**Task objective**
Every line from the line containing "label in this photo, one per instance." through the final line below is to be repeated exactly; no other line is.

**Given entries**
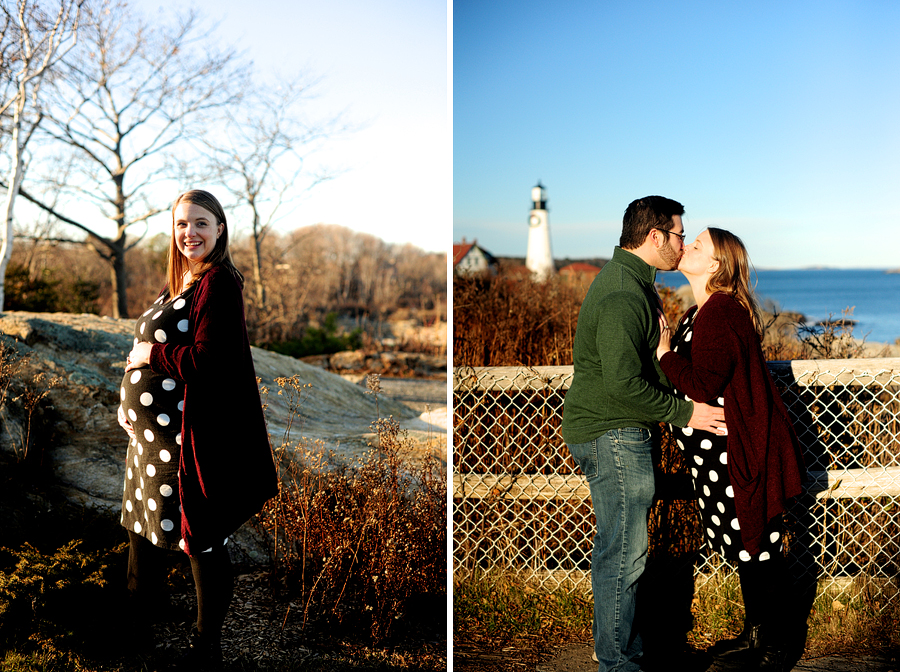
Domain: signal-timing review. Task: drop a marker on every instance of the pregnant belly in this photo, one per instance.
(152, 402)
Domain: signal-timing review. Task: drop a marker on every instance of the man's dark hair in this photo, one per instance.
(650, 212)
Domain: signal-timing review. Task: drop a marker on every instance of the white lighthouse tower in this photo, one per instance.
(540, 259)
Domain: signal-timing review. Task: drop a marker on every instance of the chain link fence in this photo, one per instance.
(521, 503)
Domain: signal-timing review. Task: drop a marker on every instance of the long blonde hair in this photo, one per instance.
(733, 274)
(220, 254)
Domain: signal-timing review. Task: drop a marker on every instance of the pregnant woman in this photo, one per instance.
(743, 480)
(199, 463)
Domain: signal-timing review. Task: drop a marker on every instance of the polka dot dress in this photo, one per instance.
(707, 459)
(153, 403)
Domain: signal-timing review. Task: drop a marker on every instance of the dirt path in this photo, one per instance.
(577, 658)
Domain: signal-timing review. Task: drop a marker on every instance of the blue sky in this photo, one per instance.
(778, 121)
(385, 66)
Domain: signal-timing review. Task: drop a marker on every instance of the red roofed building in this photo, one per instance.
(470, 259)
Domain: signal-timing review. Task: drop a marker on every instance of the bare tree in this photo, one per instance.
(261, 158)
(32, 42)
(133, 94)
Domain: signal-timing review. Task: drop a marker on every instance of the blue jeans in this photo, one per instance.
(619, 471)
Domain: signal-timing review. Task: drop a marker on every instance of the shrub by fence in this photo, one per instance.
(520, 502)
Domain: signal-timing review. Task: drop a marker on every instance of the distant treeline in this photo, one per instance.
(307, 275)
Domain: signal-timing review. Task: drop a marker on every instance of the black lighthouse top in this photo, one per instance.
(539, 197)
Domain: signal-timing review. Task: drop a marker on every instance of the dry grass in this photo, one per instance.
(518, 433)
(361, 544)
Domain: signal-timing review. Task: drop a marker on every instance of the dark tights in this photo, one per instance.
(213, 580)
(764, 586)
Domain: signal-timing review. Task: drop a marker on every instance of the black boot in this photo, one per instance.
(774, 659)
(749, 639)
(204, 654)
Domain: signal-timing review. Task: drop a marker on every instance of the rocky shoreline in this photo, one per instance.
(75, 439)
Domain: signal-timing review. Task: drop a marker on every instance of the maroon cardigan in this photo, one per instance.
(226, 472)
(764, 458)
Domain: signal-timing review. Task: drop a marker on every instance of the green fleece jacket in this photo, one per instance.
(618, 381)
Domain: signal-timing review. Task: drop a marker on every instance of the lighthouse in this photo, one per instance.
(539, 259)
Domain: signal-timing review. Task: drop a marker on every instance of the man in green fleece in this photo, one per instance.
(618, 395)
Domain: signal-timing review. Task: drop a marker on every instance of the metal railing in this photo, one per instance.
(521, 503)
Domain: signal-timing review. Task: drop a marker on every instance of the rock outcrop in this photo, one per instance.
(81, 441)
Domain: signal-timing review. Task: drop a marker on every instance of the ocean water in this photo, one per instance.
(818, 293)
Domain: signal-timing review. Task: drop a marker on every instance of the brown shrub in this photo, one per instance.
(361, 542)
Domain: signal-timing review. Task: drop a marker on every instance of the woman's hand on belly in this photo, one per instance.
(138, 357)
(123, 421)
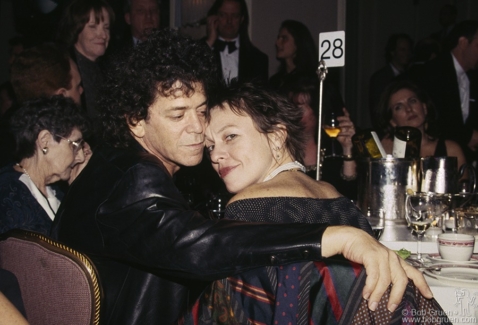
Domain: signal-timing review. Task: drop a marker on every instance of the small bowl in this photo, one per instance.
(456, 247)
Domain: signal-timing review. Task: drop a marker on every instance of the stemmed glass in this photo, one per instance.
(330, 124)
(421, 210)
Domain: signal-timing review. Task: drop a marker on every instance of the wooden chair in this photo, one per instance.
(58, 284)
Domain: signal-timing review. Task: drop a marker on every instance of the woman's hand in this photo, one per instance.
(76, 170)
(347, 130)
(382, 265)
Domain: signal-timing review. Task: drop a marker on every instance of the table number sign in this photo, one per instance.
(332, 48)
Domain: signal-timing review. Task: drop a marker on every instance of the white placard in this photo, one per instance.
(332, 48)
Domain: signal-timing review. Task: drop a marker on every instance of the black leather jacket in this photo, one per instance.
(153, 254)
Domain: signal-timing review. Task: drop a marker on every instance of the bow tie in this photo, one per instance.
(221, 45)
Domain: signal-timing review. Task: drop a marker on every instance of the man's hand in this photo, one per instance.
(76, 170)
(212, 22)
(382, 265)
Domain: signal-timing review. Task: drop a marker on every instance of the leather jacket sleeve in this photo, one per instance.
(146, 222)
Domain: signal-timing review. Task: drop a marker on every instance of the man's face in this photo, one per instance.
(76, 89)
(143, 17)
(229, 19)
(174, 129)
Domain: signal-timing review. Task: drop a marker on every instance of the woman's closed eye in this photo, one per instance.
(209, 148)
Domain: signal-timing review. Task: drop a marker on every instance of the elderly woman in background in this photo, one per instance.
(404, 104)
(49, 148)
(85, 30)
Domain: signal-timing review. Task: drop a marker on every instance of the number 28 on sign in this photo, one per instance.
(332, 48)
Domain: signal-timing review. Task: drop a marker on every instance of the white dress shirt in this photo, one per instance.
(230, 62)
(464, 85)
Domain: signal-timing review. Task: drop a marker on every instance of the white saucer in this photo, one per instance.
(436, 258)
(454, 274)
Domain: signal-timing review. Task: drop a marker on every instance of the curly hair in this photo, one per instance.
(306, 55)
(77, 15)
(150, 70)
(40, 71)
(267, 110)
(59, 115)
(384, 113)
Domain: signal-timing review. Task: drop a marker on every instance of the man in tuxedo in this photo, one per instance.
(452, 82)
(398, 54)
(227, 35)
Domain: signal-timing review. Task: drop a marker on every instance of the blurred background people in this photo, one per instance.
(49, 146)
(398, 55)
(227, 35)
(339, 171)
(142, 16)
(85, 30)
(404, 104)
(451, 80)
(41, 71)
(297, 53)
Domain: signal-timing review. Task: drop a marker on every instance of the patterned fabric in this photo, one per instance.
(18, 207)
(283, 294)
(308, 293)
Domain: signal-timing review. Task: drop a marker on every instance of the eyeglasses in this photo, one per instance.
(77, 145)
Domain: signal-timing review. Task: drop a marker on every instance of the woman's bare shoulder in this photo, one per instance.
(293, 185)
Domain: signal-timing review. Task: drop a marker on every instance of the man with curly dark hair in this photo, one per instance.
(153, 253)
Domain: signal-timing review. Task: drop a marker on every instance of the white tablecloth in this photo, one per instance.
(459, 303)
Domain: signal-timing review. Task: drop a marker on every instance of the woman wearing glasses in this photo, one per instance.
(49, 148)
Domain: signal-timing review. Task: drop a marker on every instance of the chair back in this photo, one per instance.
(58, 284)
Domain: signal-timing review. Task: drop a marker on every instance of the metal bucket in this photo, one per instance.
(382, 187)
(439, 174)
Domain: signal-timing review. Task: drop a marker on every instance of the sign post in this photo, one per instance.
(331, 54)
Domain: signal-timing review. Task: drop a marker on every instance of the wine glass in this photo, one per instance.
(421, 210)
(331, 127)
(442, 205)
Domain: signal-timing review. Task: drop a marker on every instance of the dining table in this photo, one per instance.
(457, 290)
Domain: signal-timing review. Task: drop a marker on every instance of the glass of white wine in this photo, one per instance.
(421, 212)
(330, 124)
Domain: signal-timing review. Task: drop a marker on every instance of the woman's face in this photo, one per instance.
(285, 45)
(93, 39)
(407, 109)
(239, 153)
(65, 155)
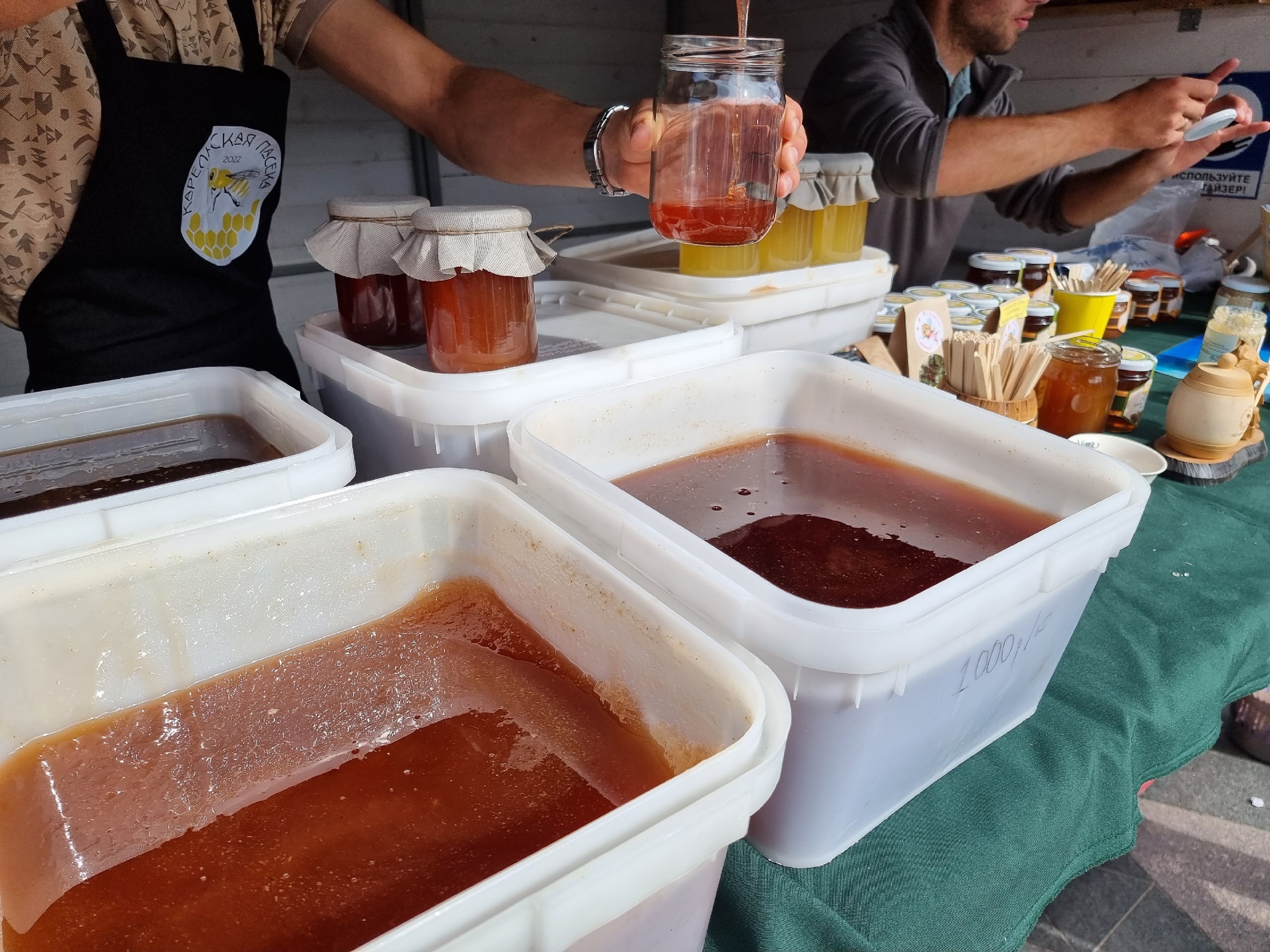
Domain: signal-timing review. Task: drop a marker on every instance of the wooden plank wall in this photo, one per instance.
(1066, 61)
(590, 51)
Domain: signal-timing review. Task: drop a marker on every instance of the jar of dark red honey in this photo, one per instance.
(379, 305)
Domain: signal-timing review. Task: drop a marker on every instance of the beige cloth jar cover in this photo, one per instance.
(811, 194)
(847, 178)
(364, 233)
(495, 239)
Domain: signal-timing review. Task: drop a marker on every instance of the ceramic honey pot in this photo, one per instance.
(1212, 409)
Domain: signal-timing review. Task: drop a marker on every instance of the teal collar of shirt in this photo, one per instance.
(959, 88)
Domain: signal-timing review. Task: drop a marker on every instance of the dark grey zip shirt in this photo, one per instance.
(882, 91)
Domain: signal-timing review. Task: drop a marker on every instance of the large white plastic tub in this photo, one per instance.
(318, 454)
(820, 309)
(87, 635)
(405, 416)
(886, 700)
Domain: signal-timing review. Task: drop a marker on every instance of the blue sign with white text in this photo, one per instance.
(1235, 169)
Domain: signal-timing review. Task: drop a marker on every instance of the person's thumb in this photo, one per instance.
(640, 136)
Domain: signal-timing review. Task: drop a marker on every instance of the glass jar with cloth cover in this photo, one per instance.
(379, 305)
(477, 267)
(789, 244)
(838, 229)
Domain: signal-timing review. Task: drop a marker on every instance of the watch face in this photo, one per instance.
(591, 153)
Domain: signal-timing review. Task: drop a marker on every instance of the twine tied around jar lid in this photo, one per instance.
(473, 238)
(362, 234)
(847, 177)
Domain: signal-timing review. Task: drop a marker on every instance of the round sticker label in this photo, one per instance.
(929, 332)
(229, 180)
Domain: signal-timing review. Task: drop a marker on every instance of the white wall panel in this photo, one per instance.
(592, 53)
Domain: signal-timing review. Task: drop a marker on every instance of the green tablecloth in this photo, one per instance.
(1176, 627)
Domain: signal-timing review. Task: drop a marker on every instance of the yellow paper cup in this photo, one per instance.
(1083, 310)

**Problem solution**
Domain: signal-timing review. Task: drop a marker on every instance of the round sticker label in this photo, one per instance.
(929, 332)
(229, 180)
Domain: signal-timing review. Task: drop a marker on every instance of the white wall panel in this photo, one per instance.
(592, 53)
Domain: signal-timing review. Task: drop a marker on every instance of the green tablecloth in this photo, one per instance.
(1176, 627)
Domain: signal-timing review. Task: drop a marker on every instance of the yellow paper cup in this photo, one per instance.
(1083, 310)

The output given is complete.